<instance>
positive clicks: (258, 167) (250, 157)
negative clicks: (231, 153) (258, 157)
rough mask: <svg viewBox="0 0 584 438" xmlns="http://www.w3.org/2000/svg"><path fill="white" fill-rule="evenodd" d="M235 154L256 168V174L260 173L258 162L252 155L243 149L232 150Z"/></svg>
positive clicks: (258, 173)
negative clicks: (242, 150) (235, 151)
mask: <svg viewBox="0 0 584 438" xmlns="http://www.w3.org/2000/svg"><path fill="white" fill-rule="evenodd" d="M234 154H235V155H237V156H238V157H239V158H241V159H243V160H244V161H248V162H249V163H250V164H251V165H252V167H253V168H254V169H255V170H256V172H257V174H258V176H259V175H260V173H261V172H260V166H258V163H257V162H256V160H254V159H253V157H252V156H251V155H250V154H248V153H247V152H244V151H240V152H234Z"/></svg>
________________________
■ **WORK TO COMPLETE**:
Copy out every one of the rows above verbatim, line for line.

■ **EXERCISE RESPONSE**:
<instance>
positive clicks: (258, 167) (250, 157)
negative clicks: (231, 153) (258, 157)
rough mask: <svg viewBox="0 0 584 438" xmlns="http://www.w3.org/2000/svg"><path fill="white" fill-rule="evenodd" d="M235 154L256 168V174L260 173L258 162L252 155L243 149L232 150Z"/></svg>
positive clicks: (258, 173)
negative clicks: (242, 150) (235, 151)
mask: <svg viewBox="0 0 584 438" xmlns="http://www.w3.org/2000/svg"><path fill="white" fill-rule="evenodd" d="M234 154H235V155H237V156H238V157H239V158H241V159H243V160H244V161H248V162H249V163H250V164H251V165H252V167H253V168H254V169H255V170H256V172H257V174H258V176H259V175H260V173H261V172H260V166H258V163H257V162H256V160H254V159H253V157H252V156H251V155H250V154H248V153H247V152H244V151H240V152H234Z"/></svg>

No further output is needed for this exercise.